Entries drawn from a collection

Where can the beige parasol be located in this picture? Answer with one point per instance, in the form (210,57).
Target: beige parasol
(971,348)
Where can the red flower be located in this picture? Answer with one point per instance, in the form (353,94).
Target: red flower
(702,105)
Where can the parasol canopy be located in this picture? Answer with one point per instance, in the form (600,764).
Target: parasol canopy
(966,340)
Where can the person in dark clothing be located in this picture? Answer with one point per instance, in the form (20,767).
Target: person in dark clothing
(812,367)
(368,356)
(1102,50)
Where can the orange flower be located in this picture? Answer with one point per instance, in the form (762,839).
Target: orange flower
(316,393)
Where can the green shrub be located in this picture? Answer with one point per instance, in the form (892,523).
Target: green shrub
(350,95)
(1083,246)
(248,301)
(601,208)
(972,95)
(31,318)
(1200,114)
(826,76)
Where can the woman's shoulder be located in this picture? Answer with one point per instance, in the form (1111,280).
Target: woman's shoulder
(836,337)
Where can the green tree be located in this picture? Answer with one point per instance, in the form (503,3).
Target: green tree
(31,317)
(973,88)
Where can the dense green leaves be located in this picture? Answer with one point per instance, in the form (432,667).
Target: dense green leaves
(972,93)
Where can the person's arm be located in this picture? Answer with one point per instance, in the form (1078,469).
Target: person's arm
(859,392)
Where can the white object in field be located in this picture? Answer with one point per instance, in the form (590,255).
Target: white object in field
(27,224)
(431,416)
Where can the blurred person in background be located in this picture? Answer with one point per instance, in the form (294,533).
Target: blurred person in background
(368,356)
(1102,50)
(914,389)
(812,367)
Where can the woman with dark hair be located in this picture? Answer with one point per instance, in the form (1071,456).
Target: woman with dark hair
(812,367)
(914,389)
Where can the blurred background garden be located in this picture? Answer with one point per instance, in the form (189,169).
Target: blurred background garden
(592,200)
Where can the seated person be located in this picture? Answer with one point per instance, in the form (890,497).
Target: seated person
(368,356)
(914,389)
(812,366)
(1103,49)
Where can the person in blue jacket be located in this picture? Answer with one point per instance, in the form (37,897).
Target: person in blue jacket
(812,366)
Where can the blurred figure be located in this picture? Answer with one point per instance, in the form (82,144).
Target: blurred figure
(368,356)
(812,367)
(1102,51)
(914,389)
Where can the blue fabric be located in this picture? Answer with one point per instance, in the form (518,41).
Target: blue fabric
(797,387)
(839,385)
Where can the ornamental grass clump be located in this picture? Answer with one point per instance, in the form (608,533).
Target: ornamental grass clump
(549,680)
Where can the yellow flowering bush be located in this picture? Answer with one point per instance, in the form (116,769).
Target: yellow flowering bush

◆ Exercise task: Please put all of the lines above into a numbered list, leaving out any blank lines.

◆ Task response:
1. Where can the beige parasol be located in this picture? Answer with one point per instance, in the form (210,57).
2. Target: beige parasol
3. (971,348)
4. Where can the red flower be located in this picture? Answer with one point per instance, in the form (353,94).
5. Target: red flower
6. (702,105)
7. Where can the parasol canopy be located in this picture? Answer with one point per instance, in the form (600,764).
8. Target: parasol canopy
9. (966,340)
10. Where can the person in dark clothing be located in this picture? Answer with one point per instance, in the form (20,767).
11. Target: person in dark clothing
12. (812,367)
13. (368,356)
14. (1102,50)
15. Where can the orange flower be located in this picture? Answer with one point per instance, in the form (762,839).
16. Target: orange flower
17. (316,393)
18. Where can the green shrub be located in this picture? Answer with one point per instance, in the form (892,523).
19. Target: green shrub
20. (350,95)
21. (1083,246)
22. (248,301)
23. (601,208)
24. (972,95)
25. (31,318)
26. (1200,114)
27. (826,76)
28. Where can the woman's shoulder be located in this picture? Answer with one point per instance, in the form (1111,280).
29. Target: woman's shoulder
30. (836,337)
31. Where can the green tree be located in this picture? Answer with one point per instance, in the form (503,3).
32. Target: green tree
33. (31,317)
34. (973,88)
35. Where can the dense green leaves be located in this picture? Answer with one point per instance, in the form (432,667).
36. Target: dense green leaves
37. (972,93)
38. Where can the person's arm be located in this picture? Answer with one point per instance, in the form (1078,469).
39. Target: person's arm
40. (859,392)
41. Where can the white object in field be located in this picture? Answer with one point per instance, in the form (590,255).
42. Target: white object in field
43. (27,224)
44. (431,416)
45. Where can the blurred person in background be located in this picture? Answer with one point per instance, in the form (294,533).
46. Target: blurred person in background
47. (368,356)
48. (1102,50)
49. (914,389)
50. (812,367)
51. Where can the woman with dark hair be located in this picture? Answer with one point per instance, in the form (1071,456).
52. Target: woman with dark hair
53. (812,367)
54. (914,389)
55. Where can the blurred background garden be located in this picture? Answer with one point per instance, in the form (189,169).
56. Target: blurred background garden
57. (592,200)
58. Where can the seated person be located in this picture? Answer with one point per instance, in the form (890,497).
59. Target: seated person
60. (368,356)
61. (914,389)
62. (812,366)
63. (1103,49)
64. Where can the person in blue jacket be located in this picture? Answer with one point per instance, in the form (37,897).
65. Target: person in blue jacket
66. (812,366)
67. Where can the blurred figure be located in this picture? Answer with one point per instance, in the form (82,144).
68. Target: blurred figure
69. (368,356)
70. (812,367)
71. (1102,51)
72. (914,389)
73. Where can the blue fabric be located in this picture? Answer with one point per instance, in the form (518,41).
74. Target: blue fabric
75. (797,387)
76. (839,385)
77. Where can the ornamental grass clump be located in this picture? Answer with one point per instance, in the form (608,533).
78. Target: ornamental grass clump
79. (549,680)
80. Where can the yellow flowering bush be located in this picture? Answer with one point per instance, in the form (116,769).
81. Target: yellow flowering bush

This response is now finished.